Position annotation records
===============

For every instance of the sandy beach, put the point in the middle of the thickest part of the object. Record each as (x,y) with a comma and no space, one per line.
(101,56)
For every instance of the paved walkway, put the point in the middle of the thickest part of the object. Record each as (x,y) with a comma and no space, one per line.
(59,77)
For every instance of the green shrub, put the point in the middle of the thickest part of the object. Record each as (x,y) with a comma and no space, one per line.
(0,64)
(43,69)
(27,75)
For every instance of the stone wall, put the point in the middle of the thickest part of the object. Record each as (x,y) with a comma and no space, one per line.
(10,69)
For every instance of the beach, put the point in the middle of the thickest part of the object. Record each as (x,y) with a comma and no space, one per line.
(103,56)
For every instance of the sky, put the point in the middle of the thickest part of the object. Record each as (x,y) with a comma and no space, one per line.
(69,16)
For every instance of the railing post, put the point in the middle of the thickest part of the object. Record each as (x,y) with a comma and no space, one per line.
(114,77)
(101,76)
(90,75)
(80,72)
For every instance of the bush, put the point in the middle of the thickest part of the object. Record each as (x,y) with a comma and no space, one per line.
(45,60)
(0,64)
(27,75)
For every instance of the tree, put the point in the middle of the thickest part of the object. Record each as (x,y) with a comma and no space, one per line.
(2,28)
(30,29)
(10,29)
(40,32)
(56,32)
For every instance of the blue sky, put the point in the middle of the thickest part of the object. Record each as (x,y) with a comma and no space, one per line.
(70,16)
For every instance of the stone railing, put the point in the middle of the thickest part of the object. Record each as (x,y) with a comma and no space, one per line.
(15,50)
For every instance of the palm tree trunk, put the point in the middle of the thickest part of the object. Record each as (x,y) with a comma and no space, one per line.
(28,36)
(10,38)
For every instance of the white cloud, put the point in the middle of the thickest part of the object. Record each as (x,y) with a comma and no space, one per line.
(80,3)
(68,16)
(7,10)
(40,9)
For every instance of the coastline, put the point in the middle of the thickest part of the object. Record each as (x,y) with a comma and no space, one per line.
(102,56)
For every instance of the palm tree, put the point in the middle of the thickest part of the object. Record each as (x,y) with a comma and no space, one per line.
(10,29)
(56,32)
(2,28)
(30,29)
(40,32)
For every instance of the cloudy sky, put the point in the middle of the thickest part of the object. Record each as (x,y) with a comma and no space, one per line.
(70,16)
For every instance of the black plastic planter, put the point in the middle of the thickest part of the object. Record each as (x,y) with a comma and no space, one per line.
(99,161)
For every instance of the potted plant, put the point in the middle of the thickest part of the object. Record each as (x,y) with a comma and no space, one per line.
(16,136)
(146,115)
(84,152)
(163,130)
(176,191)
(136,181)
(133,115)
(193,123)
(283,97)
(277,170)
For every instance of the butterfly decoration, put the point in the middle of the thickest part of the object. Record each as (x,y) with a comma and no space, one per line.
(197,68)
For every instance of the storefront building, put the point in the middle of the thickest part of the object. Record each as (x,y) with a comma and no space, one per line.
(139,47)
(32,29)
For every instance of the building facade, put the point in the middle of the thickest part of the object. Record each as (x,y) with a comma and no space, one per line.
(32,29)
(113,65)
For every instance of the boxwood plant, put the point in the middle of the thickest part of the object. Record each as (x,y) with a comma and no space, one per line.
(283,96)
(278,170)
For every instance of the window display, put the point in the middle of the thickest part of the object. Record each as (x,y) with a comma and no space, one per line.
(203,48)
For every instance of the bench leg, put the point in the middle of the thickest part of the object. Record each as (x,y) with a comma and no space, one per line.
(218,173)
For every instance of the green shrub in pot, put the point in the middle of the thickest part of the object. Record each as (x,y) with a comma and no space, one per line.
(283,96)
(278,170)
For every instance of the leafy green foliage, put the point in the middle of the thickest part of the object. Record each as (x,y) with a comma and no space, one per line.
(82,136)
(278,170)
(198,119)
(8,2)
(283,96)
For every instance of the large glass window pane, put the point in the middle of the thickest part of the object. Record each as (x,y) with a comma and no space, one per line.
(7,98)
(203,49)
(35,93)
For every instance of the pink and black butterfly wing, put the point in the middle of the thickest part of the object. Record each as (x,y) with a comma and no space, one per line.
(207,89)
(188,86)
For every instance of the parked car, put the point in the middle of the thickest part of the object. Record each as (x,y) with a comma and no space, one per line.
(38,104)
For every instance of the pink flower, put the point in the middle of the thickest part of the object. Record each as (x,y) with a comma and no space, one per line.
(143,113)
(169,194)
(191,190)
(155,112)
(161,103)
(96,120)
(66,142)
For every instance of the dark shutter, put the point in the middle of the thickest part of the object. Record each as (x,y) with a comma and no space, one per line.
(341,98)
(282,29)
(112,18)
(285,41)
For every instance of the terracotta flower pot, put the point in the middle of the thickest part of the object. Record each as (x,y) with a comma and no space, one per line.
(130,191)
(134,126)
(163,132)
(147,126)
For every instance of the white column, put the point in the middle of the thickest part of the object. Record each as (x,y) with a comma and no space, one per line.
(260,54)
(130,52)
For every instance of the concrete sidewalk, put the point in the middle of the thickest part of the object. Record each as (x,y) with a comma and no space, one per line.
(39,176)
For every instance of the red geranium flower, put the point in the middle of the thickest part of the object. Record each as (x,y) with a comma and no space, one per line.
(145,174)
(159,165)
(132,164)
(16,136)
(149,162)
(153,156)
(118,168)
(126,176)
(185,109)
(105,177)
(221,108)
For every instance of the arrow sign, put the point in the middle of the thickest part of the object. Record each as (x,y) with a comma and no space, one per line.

===============

● Job:
Output the records above in their entirety, exactly.

● Answer to this exercise:
For every instance of the sandy beach, put the point in the middle of the thickest part of the object. Record each as (x,y) with a comma and no space, one per line.
(101,56)
For every instance of the paved walkway, put the point in the middle of the thickest part of the object. Record each as (x,y) with a comma and no space, one per line.
(59,77)
For every instance of the green shrub, put the point in the middle of the thickest part of the object. Record each as (x,y) with a comma and no space, one per line.
(0,64)
(43,69)
(27,75)
For every instance of the stone wall, put the point in the middle of the thickest part of the object. Record each as (x,y) with a comma and no space, one per line.
(10,69)
For every instance of the beach, put the point in the middle of the thickest part of the object. Record each as (x,y) with a comma and no space, one per line.
(103,56)
For every instance of the sky, put the point in the middle of the thickest part of the object. Record each as (x,y) with a comma and no space, one per line.
(69,16)
For every instance of the railing post, put the point in the middle of the thickest part of the object. Record each as (x,y) with a comma and no space, one per line.
(114,77)
(101,76)
(90,75)
(80,72)
For every instance of the bush, put the point in the middle of the thickest part of the object. Record each as (x,y) with a comma and no space, one per line.
(45,60)
(0,64)
(27,75)
For every instance of the tree, put the point in the middle of the thickest part of the object. Record each as (x,y) with a comma and no space, one per line.
(2,28)
(30,29)
(10,29)
(40,32)
(56,32)
For every instance of the blue sky, put the point in the middle of the thickest part of the object. Record each as (x,y) with a comma and no space, one per line.
(70,16)
For every instance of the stone railing, put the point in the middle of the thickest part of the object. Record each as (x,y) with a comma and no space, one per line.
(15,50)
For every instance of the palm tree trunk, put the point in the middle of the thickest part of the object. Record each as (x,y) with a comma and no space, one per line.
(28,36)
(10,38)
For every instance of the white cloud, put the point in the middle of the thickest part of the object. Record each as (x,y) with a comma and no space, one per line.
(80,3)
(68,16)
(7,10)
(40,9)
For every instance of the coastline, put the point in the middle of the thickest part of the object. Record each as (x,y) with a comma and no space, one per line.
(102,56)
For every instance of the palm tree, put the point in the middle of the thickest part of the object. Record each as (x,y) with a comma and no space, one per line.
(10,29)
(56,32)
(2,28)
(30,29)
(40,32)
For every instance of the cloudy sky, put the point in the middle of the thickest part of the object. Record each as (x,y) with a comma and no space, one per line.
(70,16)
For every instance of the black plastic planter, put the point in the middle of the thickest part of the object. Record each as (x,y) with a comma and no space, one per line.
(99,161)
For every instance of the potted plant, put the point in the middle of the thickest part of the object. Record each as (x,y) with a comma and no space, one per line.
(16,136)
(146,115)
(84,152)
(163,130)
(176,191)
(136,181)
(133,115)
(193,123)
(283,97)
(277,170)
For every instance of the butterfly decoration, put the point in the middle of the thickest part of the object. Record each as (x,y) with a comma and no space, one per line.
(197,68)
For every instance of the storefront building, put the point in the middle of the thickest part of the object. Record each as (x,y) with a comma and no space, one per line.
(139,47)
(32,29)
For every instance of the building facade, put the point in the middle of the thickest part of the object. Record each as (x,y) with a comma and no space, one per line.
(32,29)
(113,65)
For every instance of the boxwood plant, put the point in the middle of the thickest part of the object. Record each as (x,y) with a comma and no space, one per line.
(283,96)
(278,170)
For every instance of the window display, put the point in the middle of the thickest part of the object. Record each as (x,y) with a comma and no space, one per line.
(203,48)
For every instance of the bench leg, put the point in the middle of the thickest part of the object. Record each as (x,y) with a comma and no space, one per line.
(218,173)
For every instance of the green shrub in pot, put the point in the middle of the thickest part of the object. Record each as (x,y) with a comma and no space, one per line.
(283,96)
(278,170)
For every instance of the leafy green foliage, put the point in the middle of the thickest part of the object. Record each as (x,y) with a comma and no space, one per line.
(82,136)
(278,170)
(198,119)
(8,2)
(283,96)
For every instance of the large glass window pane, put the point in the middle of the thickest part of the object. Record each as (x,y) with a comma and no space, one per line.
(7,98)
(203,49)
(35,93)
For every instance of the pink and black butterfly wing, put the point in the middle of the thickest part of the object. Record each as (x,y) with a comma and no space, one per line.
(207,89)
(188,86)
For every instance of the parked car, put the point in the middle of the thickest part of the object. Record each as (x,y) with a comma and no space, one per line.
(38,104)
For every instance of the pink flower, put the point in the middle of the thickest part of the object. Record each as (x,y) with a comma and no space, one per line.
(143,113)
(169,194)
(191,190)
(155,112)
(161,103)
(96,120)
(66,142)
For every instance of the dark shutter, put the point in the middle of the thickest part of the object. Record each as (x,y) with a comma and no space, one per line.
(341,98)
(282,29)
(112,18)
(285,41)
For every instance of the terracotta flower pot, put the point in the middle of the thickest part of the object. Record each as (x,y) with a comma and no space, one per line.
(130,191)
(134,126)
(163,132)
(147,126)
For every instance of the white column, put the point in the middle of the thickest part of the object. Record each as (x,y) with a comma and no space, one per line.
(260,54)
(130,52)
For every instance of the concrete sidewalk, put the point in the middle of the thickest part of the object. Record each as (x,y) with a comma and no space, one per line.
(39,176)
For every instance of the red geranium flower, put the point in the middle of the thickest part of the object. Record each as (x,y) with a comma and no space, one per line.
(145,174)
(159,165)
(132,164)
(16,136)
(149,162)
(153,156)
(118,168)
(126,176)
(185,109)
(105,177)
(221,108)
For every instance of the arrow sign, put the point in the middle of the thickest part of the object. Record each as (x,y) with a comma and no space, one per line.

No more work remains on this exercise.